#### [TASK STATEMENT]
Output only the lines that run from the line holding "Note: pick out each instance of the tarmac" to the end of the entries, both ends included, and skip the pictures.

Pointing dataset excerpts:
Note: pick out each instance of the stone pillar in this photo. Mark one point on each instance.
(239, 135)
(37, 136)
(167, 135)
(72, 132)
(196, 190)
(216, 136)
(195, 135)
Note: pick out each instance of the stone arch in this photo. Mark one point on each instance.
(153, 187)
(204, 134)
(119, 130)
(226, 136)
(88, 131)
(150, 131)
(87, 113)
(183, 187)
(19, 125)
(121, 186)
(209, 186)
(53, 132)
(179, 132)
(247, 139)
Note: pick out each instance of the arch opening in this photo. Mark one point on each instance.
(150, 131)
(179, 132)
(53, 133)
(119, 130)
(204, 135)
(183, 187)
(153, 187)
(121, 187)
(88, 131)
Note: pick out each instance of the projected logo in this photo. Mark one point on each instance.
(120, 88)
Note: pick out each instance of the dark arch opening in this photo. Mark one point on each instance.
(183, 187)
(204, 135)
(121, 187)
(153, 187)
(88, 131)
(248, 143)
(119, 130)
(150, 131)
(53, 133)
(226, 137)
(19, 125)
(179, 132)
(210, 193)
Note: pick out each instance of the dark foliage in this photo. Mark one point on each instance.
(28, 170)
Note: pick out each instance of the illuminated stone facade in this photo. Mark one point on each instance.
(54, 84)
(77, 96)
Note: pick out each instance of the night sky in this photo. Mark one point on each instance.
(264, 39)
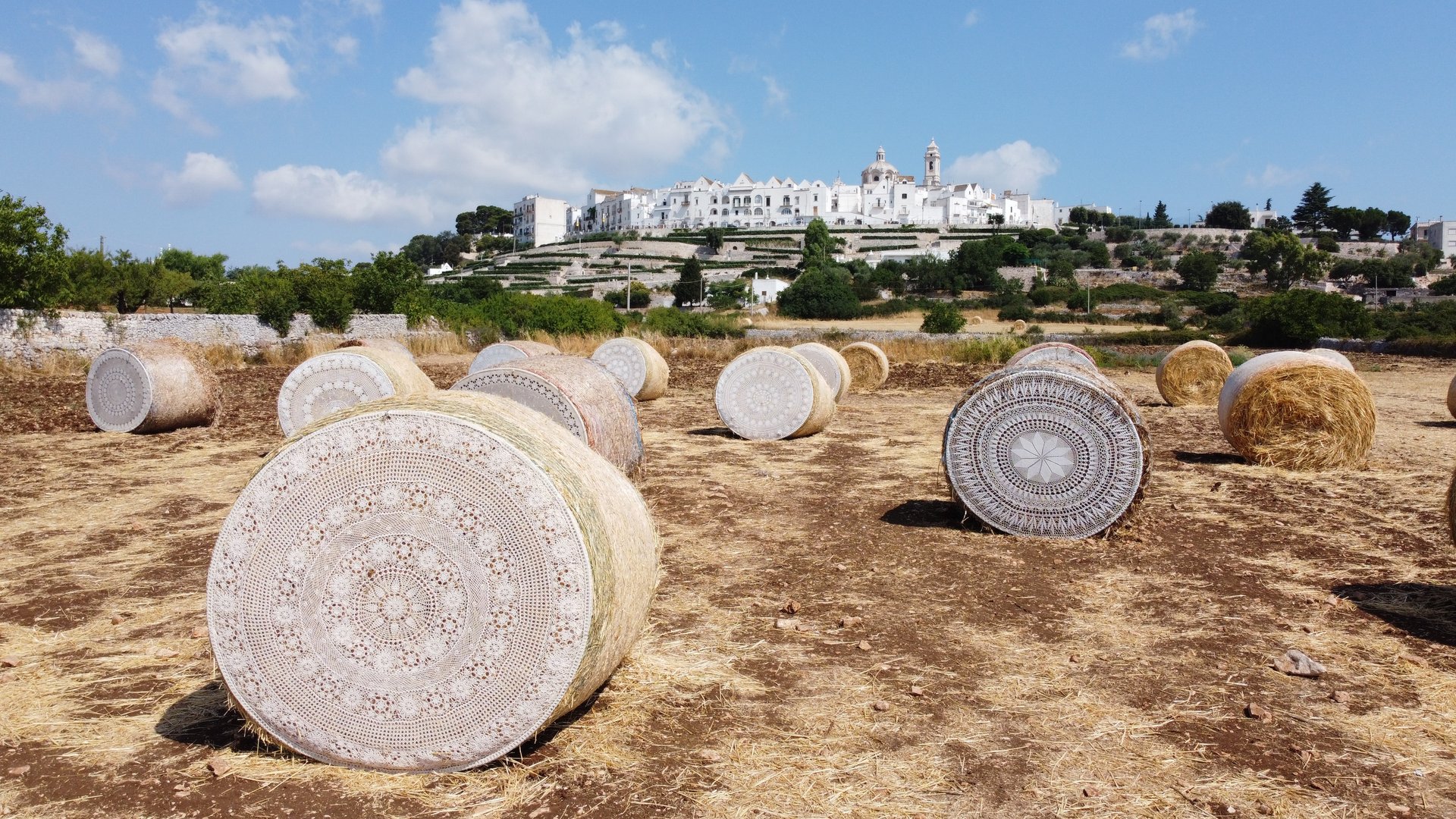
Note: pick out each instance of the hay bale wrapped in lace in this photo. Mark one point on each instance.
(1055, 352)
(830, 365)
(772, 394)
(868, 366)
(150, 387)
(503, 352)
(391, 344)
(1298, 411)
(340, 379)
(1049, 450)
(1193, 373)
(637, 365)
(424, 583)
(576, 392)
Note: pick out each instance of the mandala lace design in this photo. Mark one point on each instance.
(118, 391)
(327, 384)
(1043, 450)
(400, 592)
(764, 395)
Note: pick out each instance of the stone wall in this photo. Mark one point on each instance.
(33, 335)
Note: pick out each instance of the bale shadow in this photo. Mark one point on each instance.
(1207, 457)
(720, 431)
(1420, 610)
(927, 513)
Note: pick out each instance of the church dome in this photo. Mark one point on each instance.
(878, 169)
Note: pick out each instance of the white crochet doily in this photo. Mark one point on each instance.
(400, 591)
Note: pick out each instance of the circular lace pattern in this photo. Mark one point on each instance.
(327, 384)
(764, 395)
(532, 391)
(625, 360)
(118, 391)
(400, 592)
(1044, 450)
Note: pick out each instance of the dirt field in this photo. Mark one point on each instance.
(987, 676)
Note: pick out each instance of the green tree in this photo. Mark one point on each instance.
(33, 257)
(1161, 216)
(943, 316)
(820, 293)
(691, 289)
(1313, 209)
(1229, 215)
(1200, 270)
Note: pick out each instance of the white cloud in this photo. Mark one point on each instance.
(774, 95)
(212, 57)
(1017, 165)
(346, 47)
(55, 95)
(1163, 36)
(201, 177)
(517, 112)
(324, 193)
(96, 53)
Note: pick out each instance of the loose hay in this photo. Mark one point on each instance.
(638, 366)
(1055, 352)
(391, 344)
(868, 366)
(1298, 411)
(503, 352)
(427, 582)
(772, 394)
(576, 392)
(1332, 356)
(340, 379)
(152, 388)
(1193, 373)
(1046, 449)
(830, 365)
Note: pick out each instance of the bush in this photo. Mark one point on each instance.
(943, 316)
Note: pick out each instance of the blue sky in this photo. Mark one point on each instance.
(287, 130)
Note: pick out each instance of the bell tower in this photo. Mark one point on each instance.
(932, 165)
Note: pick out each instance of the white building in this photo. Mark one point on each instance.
(539, 221)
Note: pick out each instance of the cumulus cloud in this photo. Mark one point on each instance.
(212, 57)
(96, 53)
(1019, 167)
(516, 112)
(201, 177)
(324, 193)
(1163, 36)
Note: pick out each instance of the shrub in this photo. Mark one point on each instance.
(943, 316)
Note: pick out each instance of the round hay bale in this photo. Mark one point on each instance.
(868, 366)
(1332, 356)
(577, 394)
(638, 366)
(503, 352)
(422, 583)
(338, 379)
(772, 394)
(1298, 411)
(1055, 352)
(391, 344)
(1193, 373)
(150, 387)
(830, 365)
(1047, 450)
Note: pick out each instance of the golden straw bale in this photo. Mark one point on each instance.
(1193, 373)
(1298, 411)
(868, 366)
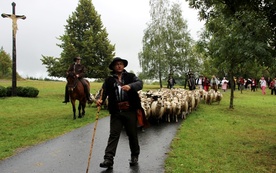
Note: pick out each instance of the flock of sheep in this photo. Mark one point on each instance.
(171, 104)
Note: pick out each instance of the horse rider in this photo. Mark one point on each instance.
(79, 70)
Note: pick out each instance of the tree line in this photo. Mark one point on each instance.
(238, 40)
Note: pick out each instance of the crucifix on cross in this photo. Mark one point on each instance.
(14, 28)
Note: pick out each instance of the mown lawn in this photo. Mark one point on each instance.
(213, 138)
(218, 139)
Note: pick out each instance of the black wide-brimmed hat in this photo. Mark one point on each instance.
(115, 60)
(75, 59)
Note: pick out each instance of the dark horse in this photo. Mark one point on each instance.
(76, 92)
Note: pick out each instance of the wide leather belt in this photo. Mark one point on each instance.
(123, 105)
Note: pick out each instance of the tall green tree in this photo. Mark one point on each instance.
(237, 35)
(166, 42)
(5, 64)
(86, 37)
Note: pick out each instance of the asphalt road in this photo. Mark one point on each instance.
(69, 153)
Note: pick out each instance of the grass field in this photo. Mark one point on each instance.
(212, 139)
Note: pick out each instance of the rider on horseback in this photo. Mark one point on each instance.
(79, 70)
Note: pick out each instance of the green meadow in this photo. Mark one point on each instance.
(213, 138)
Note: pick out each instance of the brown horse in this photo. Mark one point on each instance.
(76, 92)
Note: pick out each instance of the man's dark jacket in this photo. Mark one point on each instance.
(110, 89)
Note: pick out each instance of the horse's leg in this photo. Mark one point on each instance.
(74, 108)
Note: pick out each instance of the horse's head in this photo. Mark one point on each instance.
(71, 80)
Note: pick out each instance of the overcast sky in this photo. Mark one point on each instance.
(125, 21)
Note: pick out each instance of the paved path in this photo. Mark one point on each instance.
(69, 153)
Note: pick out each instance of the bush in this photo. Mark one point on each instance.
(23, 91)
(3, 91)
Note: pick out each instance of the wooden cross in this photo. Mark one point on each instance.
(14, 28)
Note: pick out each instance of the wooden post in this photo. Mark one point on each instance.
(14, 29)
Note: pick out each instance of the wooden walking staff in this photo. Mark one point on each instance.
(94, 132)
(14, 29)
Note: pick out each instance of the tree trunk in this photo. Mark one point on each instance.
(232, 84)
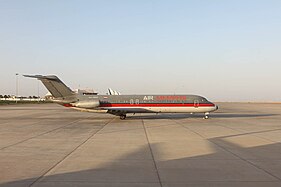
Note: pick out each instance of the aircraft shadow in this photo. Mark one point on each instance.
(219, 167)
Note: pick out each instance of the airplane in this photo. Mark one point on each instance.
(121, 105)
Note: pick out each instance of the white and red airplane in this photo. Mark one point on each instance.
(121, 105)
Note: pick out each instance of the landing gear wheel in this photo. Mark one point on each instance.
(123, 116)
(206, 115)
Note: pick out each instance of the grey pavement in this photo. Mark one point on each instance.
(49, 145)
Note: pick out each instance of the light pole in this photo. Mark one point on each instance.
(17, 87)
(38, 91)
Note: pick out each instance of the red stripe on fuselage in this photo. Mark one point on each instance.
(156, 105)
(67, 105)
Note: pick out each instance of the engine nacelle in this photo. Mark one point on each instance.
(87, 104)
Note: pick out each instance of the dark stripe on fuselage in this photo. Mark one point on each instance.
(156, 105)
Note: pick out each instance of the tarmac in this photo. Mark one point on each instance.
(49, 145)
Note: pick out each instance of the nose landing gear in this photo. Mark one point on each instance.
(123, 116)
(206, 115)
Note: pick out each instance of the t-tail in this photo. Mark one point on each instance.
(56, 87)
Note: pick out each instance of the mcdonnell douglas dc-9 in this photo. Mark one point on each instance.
(121, 105)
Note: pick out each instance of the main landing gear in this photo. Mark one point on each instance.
(123, 116)
(206, 115)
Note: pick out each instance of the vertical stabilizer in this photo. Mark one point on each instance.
(55, 86)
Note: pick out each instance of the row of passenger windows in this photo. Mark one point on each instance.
(138, 101)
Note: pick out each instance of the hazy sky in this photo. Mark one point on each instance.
(223, 50)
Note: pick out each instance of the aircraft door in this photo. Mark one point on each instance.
(196, 103)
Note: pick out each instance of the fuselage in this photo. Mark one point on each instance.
(120, 105)
(144, 103)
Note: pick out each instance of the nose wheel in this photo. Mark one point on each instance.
(123, 116)
(206, 115)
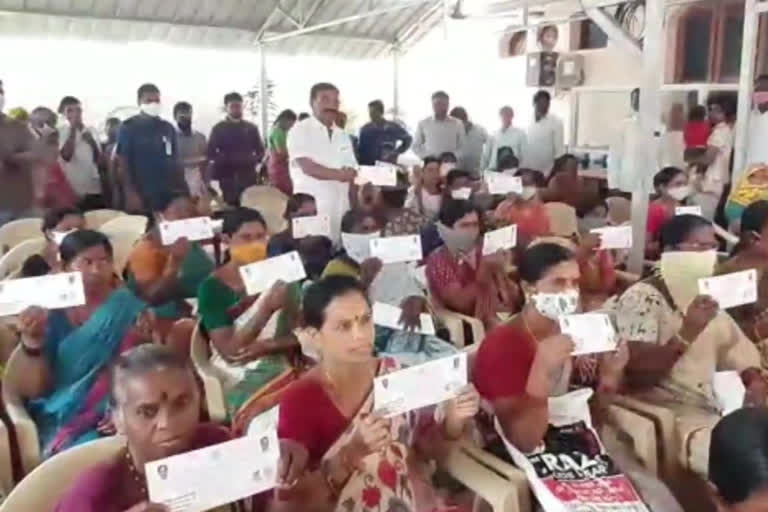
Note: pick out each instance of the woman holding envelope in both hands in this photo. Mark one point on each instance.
(338, 452)
(679, 338)
(251, 337)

#### [FINAL ANSWER]
Note: pick out each instance of the tarmac in this photo. Mark one point on each instance.
(49, 145)
Note: pick out each instance of the nose landing gear in this photo. Mark one point on each instance.
(123, 116)
(206, 115)
Note: pick out each instance of the t-tail in this photo. Mark one point on each instance.
(56, 87)
Note: pick out each instance of the mcdonnell douglas dc-9 in this photo. Mark one point on each instance.
(121, 105)
Note: pick out each instance of the main landing gear in this photo. Mark one point on each instance.
(123, 116)
(206, 115)
Note: pick out each instance of the vertical stabilizer in this photo. Mark one point on each instance.
(55, 86)
Note: pick out each instance of the row of passenger windows in this photo. Mark one point on each instance.
(138, 101)
Note: pick out each instance of the hazy sky in this photo. Mark one point on each instance.
(223, 50)
Note: pick out each instance of the aircraft door in this photo. Mark one point on each instance.
(196, 103)
Note: pick out each instance of the fuselage in this photo. Mark one point on each instance.
(120, 105)
(144, 103)
Note: pick out each instance of the nose wheel in this photo. Mark one point on each instance.
(123, 116)
(206, 115)
Note: pick out each instance of the woman holding envelope in both hands in this photo. Mark one point on each instance.
(338, 452)
(679, 338)
(251, 337)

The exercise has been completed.